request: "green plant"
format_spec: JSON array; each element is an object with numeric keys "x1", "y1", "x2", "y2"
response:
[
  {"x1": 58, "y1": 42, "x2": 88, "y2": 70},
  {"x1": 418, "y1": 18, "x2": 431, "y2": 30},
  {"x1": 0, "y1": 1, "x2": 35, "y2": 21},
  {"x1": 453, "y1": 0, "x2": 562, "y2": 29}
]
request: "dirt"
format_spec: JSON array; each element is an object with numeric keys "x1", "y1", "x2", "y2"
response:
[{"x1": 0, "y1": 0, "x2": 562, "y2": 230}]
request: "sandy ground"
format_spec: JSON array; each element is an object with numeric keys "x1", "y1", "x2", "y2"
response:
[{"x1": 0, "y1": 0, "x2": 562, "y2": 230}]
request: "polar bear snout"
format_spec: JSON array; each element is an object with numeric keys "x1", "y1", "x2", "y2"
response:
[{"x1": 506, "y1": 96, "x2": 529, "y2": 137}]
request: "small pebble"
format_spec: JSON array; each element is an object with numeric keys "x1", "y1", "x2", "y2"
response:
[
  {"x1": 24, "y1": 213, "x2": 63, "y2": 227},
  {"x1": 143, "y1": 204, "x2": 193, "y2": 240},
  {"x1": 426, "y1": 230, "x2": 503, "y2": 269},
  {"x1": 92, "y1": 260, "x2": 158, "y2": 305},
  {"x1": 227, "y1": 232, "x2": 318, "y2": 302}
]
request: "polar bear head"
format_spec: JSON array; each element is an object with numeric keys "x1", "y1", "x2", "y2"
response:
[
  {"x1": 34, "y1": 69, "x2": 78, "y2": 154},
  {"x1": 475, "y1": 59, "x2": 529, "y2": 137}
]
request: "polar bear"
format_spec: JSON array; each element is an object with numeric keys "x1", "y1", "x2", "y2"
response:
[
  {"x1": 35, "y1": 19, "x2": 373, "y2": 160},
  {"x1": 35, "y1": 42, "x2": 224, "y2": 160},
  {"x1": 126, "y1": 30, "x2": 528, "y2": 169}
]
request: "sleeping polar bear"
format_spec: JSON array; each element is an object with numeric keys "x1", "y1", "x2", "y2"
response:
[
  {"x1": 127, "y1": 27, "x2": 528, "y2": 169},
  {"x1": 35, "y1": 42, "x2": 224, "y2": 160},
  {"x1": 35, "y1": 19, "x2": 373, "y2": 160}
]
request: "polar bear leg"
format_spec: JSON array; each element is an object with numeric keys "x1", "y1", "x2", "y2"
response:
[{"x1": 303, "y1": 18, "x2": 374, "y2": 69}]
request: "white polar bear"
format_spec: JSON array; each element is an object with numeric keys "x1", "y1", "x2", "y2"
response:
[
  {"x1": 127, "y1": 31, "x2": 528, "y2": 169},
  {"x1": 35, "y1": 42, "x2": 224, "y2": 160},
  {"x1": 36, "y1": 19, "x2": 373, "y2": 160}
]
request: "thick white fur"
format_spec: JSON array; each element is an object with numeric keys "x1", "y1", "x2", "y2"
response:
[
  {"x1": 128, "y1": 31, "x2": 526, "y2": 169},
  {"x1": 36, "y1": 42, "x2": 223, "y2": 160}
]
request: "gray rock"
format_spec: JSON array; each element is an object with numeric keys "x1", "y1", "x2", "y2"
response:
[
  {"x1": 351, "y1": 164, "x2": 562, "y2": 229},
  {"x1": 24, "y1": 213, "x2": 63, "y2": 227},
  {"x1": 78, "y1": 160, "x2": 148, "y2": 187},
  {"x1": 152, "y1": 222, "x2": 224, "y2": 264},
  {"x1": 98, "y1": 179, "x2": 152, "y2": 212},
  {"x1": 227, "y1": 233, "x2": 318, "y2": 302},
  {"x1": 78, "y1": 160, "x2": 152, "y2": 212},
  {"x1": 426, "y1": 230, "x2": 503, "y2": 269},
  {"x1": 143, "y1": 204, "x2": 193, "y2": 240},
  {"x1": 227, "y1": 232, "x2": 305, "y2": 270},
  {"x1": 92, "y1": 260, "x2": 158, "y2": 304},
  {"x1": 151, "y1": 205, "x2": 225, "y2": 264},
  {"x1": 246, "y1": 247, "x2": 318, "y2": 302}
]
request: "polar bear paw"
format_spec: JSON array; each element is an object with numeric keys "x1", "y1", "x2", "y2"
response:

* **Job**
List every line in the records above that contains the string "polar", where uppercase and lowercase letters must match.

* **Correct result**
request: "polar bear snout"
request: "polar bear head"
request: "polar bear"
request: "sleeping polar bear"
request: "polar bear leg"
request: "white polar bear"
request: "polar bear paw"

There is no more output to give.